EXTRACT.

═══

I found the collection both powerful and moving; it is also one that has "stayed with me" since that first reading.

Emma Neale described the poems as "sophisticated and intelligent … full of bittersweet, piercingly true contradictions" and I feel her words encapsulate today's poem, "All my life". The power of the poem creeps up on you, as the reader, because it is deceptive, disguised in the almost inconsequential conversation of the "we" on the beach, observing the "head//that bobbed up and down//in the waves, a bit too far out." The same "we" that continues to stand and watch and discuss until it becomes clear that the swimmer is in difficulty—and together, we are brought to the final realization:

"…and yes he was
drowning, not waving, now we know,
and isn’t it hard to tell?"


The "voice" remains conversational, but the ending on that final question works at several levels. There is the simple, surface understanding that "we" could have stood watching and speculating until the swimmer drowned.

═══

Decide whether each statement agrees with the review of "All my life," answering yes or no and quoting the deciding words: (a) Emma Neale is quoted calling the poems sophisticated and intelligent; (b) the swimmer's head is seen close to the shore; (c) the poem ends on a question. Work only from the review of the poem above.

DATA SECTION.
═══

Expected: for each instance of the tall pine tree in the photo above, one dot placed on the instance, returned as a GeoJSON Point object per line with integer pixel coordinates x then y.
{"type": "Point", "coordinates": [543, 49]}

═══

ANSWER FOR THE TASK.
(a) Yes: "Emma Neale described the poems as "sophisticated and intelligent"
(b) No: "in the waves, a bit too far out."
(c) Yes: "the ending on that final question works at several levels"